[[ RECORDS FOR PROCESSING open ]]
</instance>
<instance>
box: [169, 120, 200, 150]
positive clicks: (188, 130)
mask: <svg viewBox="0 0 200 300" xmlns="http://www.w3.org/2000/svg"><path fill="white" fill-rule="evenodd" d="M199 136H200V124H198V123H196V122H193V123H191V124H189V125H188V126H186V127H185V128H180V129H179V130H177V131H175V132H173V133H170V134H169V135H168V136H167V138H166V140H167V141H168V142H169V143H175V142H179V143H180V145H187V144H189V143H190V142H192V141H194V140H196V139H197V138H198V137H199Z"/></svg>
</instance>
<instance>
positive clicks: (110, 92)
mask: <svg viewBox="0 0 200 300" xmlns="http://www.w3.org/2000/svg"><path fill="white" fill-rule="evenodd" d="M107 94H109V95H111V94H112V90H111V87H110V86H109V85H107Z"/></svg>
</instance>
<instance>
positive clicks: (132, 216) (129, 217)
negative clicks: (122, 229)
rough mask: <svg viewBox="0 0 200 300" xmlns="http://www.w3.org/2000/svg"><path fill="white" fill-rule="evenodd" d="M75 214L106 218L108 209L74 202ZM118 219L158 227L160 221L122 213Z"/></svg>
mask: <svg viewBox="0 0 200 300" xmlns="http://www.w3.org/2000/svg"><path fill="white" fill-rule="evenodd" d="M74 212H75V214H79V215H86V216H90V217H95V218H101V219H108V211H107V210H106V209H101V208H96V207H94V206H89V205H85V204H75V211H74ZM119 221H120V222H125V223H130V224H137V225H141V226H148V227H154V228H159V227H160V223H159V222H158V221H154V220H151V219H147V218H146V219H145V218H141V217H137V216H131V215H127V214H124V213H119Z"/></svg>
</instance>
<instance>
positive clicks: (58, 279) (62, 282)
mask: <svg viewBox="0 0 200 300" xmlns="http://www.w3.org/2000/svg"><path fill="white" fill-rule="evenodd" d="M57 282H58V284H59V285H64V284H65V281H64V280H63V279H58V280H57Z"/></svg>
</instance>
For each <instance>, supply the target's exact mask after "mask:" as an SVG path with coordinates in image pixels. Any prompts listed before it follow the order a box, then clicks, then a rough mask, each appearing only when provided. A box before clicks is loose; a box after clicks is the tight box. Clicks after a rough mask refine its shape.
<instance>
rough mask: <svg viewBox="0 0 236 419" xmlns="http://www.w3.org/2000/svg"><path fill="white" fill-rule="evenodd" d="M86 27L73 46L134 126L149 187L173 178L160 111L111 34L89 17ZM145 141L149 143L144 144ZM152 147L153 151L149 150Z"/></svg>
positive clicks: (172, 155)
[[ RECORDS FOR PROCESSING closed ]]
EXERCISE: Please set down every one of the lines above again, word for word and in the same order.

FINAL ANSWER:
</instance>
<instance>
box: [169, 120, 200, 150]
positive clicks: (188, 130)
mask: <svg viewBox="0 0 200 300" xmlns="http://www.w3.org/2000/svg"><path fill="white" fill-rule="evenodd" d="M199 136H200V124H198V123H196V122H193V123H191V124H189V125H188V126H186V127H185V128H180V129H179V130H177V131H175V132H173V133H170V134H169V135H168V136H167V138H166V140H167V141H168V142H169V143H175V142H179V143H180V145H187V144H189V143H190V142H192V141H194V140H196V139H197V138H198V137H199Z"/></svg>
</instance>
<instance>
positive clicks: (110, 92)
mask: <svg viewBox="0 0 200 300" xmlns="http://www.w3.org/2000/svg"><path fill="white" fill-rule="evenodd" d="M107 94H109V95H111V94H112V90H111V87H110V86H109V85H107Z"/></svg>
</instance>
<instance>
positive clicks: (132, 216) (129, 217)
negative clicks: (122, 229)
rough mask: <svg viewBox="0 0 200 300" xmlns="http://www.w3.org/2000/svg"><path fill="white" fill-rule="evenodd" d="M75 214L106 218L108 209L74 202ZM118 219L158 227L160 221L122 213Z"/></svg>
mask: <svg viewBox="0 0 200 300" xmlns="http://www.w3.org/2000/svg"><path fill="white" fill-rule="evenodd" d="M74 212H75V214H79V215H86V216H90V217H95V218H101V219H108V211H107V210H106V209H101V208H96V207H94V206H89V205H85V204H75V211H74ZM119 221H120V222H125V223H130V224H137V225H141V226H148V227H154V228H159V227H160V223H159V222H158V221H154V220H151V219H147V218H146V219H145V218H141V217H137V216H131V215H127V214H124V213H119Z"/></svg>
</instance>
<instance>
positive clicks: (58, 279) (62, 282)
mask: <svg viewBox="0 0 200 300" xmlns="http://www.w3.org/2000/svg"><path fill="white" fill-rule="evenodd" d="M57 282H58V284H59V285H64V284H65V281H64V280H63V279H58V280H57Z"/></svg>
</instance>
For each <instance>, supply the target's exact mask after "mask:" as an SVG path with coordinates in image pixels. Any prompts listed before it follow the order a box, then clicks, then a rough mask, each appearing only when provided. A box before clicks is loose; a box after clicks is the tight box. Clicks after a rough mask refine its shape.
<instance>
rough mask: <svg viewBox="0 0 236 419" xmlns="http://www.w3.org/2000/svg"><path fill="white" fill-rule="evenodd" d="M86 27L73 46L134 126L149 187L173 178L160 111L111 34L89 17ZM145 141L149 143L144 144ZM152 147L153 151L149 150Z"/></svg>
positive clicks: (172, 155)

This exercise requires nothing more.